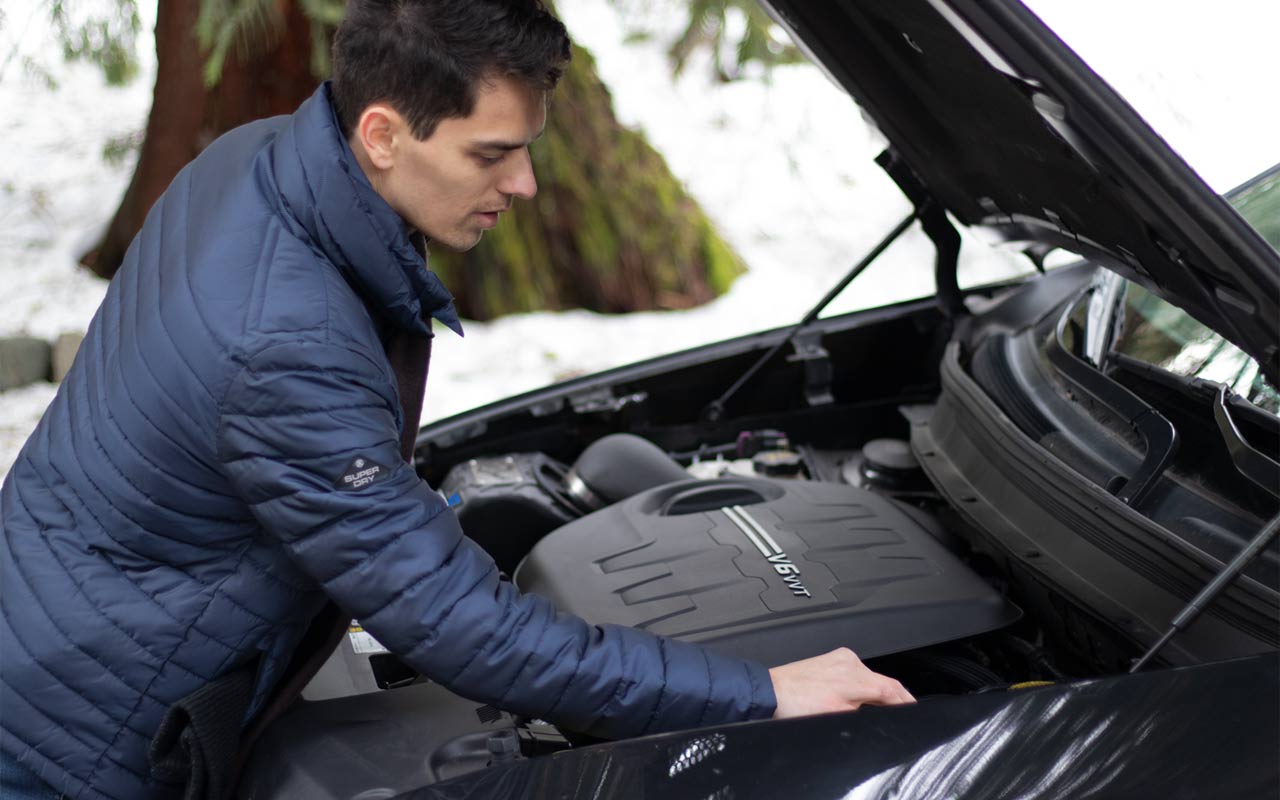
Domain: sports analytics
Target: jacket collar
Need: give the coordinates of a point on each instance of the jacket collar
(328, 195)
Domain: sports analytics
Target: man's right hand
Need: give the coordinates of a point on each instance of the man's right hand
(836, 681)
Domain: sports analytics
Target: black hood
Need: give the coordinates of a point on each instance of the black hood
(1013, 132)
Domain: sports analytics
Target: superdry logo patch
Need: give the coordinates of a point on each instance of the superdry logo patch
(361, 472)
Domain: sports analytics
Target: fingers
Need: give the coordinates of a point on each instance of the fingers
(831, 682)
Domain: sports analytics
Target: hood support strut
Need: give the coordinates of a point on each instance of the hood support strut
(937, 227)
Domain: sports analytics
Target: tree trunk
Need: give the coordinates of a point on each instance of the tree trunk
(611, 228)
(186, 115)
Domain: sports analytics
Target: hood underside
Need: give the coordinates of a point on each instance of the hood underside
(1011, 132)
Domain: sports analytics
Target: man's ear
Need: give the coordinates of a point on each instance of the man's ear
(376, 129)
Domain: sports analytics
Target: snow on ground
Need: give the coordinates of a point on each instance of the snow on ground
(784, 167)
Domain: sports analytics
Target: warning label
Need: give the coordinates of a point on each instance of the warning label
(362, 641)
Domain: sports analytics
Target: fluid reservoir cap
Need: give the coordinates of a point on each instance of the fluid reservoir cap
(890, 456)
(777, 464)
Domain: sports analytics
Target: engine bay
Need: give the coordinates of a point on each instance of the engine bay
(841, 499)
(745, 552)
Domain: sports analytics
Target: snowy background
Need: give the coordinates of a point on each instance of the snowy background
(784, 167)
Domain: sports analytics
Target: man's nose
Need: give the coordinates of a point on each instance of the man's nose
(519, 181)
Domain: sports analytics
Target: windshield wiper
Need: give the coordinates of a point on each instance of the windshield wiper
(1159, 435)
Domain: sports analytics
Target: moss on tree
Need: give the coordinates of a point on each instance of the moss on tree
(611, 228)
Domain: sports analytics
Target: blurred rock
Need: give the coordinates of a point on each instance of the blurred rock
(23, 360)
(64, 352)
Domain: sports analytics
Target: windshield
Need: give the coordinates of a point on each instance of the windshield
(1161, 334)
(1258, 202)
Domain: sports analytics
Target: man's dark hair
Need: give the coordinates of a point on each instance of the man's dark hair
(426, 58)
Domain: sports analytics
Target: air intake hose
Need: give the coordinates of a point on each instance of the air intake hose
(617, 466)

__Task directions__
Print the full listing exactly, dropping the pictures.

__Output for this exercise__
Domain: sports analytics
Target: jacket collar
Need: give the coordinates of a point on each instance of the jacket collar
(328, 195)
Domain: sports analytics
Target: man's right hand
Need: give the coordinates of a point on each instance of the man's right hand
(836, 681)
Domain: sports analytics
Target: black hood
Need: give the coordinates of a point on each instance of the black hood
(1013, 132)
Domain: sports analytics
Target: superdry logo patch
Need: give the coordinates of a point on each instance of the superdry logo patch
(361, 472)
Domain: sports analytics
Target: fingers
Need: give the coordinates of a point on each instance of the fingers
(831, 682)
Domain: sports analytics
Target: hood support strut
Need: give the coordinates of a point on each instance of the hood support strut
(937, 227)
Domain: sports analytics
Target: tree trunk
Need: give the coordinates of a point on each instance of the tree trunk
(611, 228)
(186, 115)
Domain: sports analytics
Target: hood underside
Need: give the coordinates of a point on each instance of the hood underside
(1011, 132)
Domain: sports analytics
Target: man's ear
Need: give the coordinates of a point on each instance of the man's ear
(376, 129)
Domain: sports analytics
Target: snow on ground
Need: give the coordinates of a point on each instance of the snow on ground
(784, 167)
Domain: sports analytics
Target: warning label
Need: give the coordinates of a point on each instance of the warning label
(362, 641)
Domain: sports analytics
Target: fluid reservoir cap
Need: give the coordinates of a point on each instance of the fluid reservoir cap
(890, 456)
(777, 464)
Domain: sports analytics
Target: engine bay
Need: give the coordinates of a point on each instance of the engine bay
(841, 499)
(745, 552)
Domain: sports analytics
Target: snowy background
Need: give the coordinates of a point on each instance of the snowy background
(784, 167)
Domain: sports analytics
Target: man's nose
Need: give the coordinates of a point on each instance of the man's nose
(519, 181)
Domain: sports analytics
Target: windshield wiper
Need: give the coordinates of a point on each instance of the windshield wiper
(1159, 435)
Domain: sports analytics
Target: moss on tree
Need: give the coordinates of a point on each instance of the moss on tree
(611, 228)
Domain: sports analytics
Target: blurred rock
Need: give the coordinates of a point on each instance of the blurred rock
(23, 360)
(64, 352)
Domain: sports analytics
Target: windshield
Need: give the coordinates of a point on each instance of the windshield
(1161, 334)
(1258, 202)
Domain: sports analytics
Target: man's dark hair
Need: give the coordinates of a point on each instance of the man's dark hair
(426, 58)
Domain: sports analytics
Target: air intake hose
Need: give the coordinates of a point on each instance of the air intake hose
(617, 466)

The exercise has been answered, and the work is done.